If I were highlight all of the major hurdles of our relationship, I could probably chalk it up to: living together before marriage, assembling Ikea furniture in college, hosting a family party, going to a family party, going on vacation, working together, and decorating choices.
And by now, if you’re in a long term relationship, I’m sure you’ve come across some memorable times that pushed you or your partner’s buttons, but in the least it made you; a little more patient and a little more forgiving of this person you love.
Now, being on the cusp on purchasing our first home, Kevin and I face another hurdle that I know will push both us to some emotional and stressful times (actually we’re already there). After so many of those little hurdles, I began to actually “look forward” to them, as it meant that we’d be better for it. But this time, it’s different.
Fear seemed to creep in and taint everything that was possible with the concept of buying a home. For Kevin, his fears were mostly legitimate. Is it a good investment? What will this presidency do to affect the market? Will the power lines give me cancer? Will we really get used to the dairy farms that aren’t too far away? Could we afford it along with all our responsibilities to family?
##############################
*Prompt 1*.
In the passage about buying a first home, how does the writer describe most of Kevin's fears?
*Prompt 2*.
Write out the passage about buying a first home word for word, starting at "Now, being on" and ending at "time, it’s different.".

*Dataset entries*.
##############################
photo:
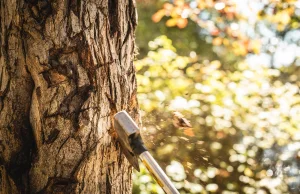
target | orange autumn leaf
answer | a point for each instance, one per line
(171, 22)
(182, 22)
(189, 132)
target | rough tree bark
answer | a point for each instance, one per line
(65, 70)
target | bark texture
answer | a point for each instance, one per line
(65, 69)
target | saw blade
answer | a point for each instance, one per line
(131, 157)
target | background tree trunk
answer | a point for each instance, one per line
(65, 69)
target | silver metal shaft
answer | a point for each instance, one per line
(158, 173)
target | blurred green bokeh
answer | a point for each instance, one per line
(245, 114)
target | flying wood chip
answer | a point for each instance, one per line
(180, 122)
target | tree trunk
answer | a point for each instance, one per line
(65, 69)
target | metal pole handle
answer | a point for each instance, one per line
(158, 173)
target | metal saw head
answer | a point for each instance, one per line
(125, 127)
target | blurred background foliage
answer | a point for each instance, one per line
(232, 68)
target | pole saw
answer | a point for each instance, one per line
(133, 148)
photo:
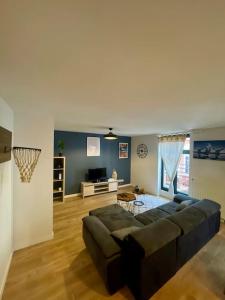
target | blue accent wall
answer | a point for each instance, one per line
##############################
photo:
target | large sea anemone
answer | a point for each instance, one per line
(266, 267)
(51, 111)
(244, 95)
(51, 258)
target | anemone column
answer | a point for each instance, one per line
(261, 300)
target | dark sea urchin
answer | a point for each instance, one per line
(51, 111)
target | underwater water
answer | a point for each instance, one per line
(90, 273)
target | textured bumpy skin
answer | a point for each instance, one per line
##############################
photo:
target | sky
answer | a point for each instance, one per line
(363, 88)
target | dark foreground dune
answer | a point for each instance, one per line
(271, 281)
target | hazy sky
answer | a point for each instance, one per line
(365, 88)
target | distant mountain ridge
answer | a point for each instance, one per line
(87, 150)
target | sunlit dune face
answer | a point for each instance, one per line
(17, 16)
##############################
*Task output 1*.
Mostly legitimate.

*Task output 2*.
Now, being on the cusp on purchasing our first home, Kevin and I face another hurdle that I know will push both us to some emotional and stressful times (actually we’re already there). After so many of those little hurdles, I began to actually “look forward” to them, as it meant that we’d be better for it. But this time, it’s different.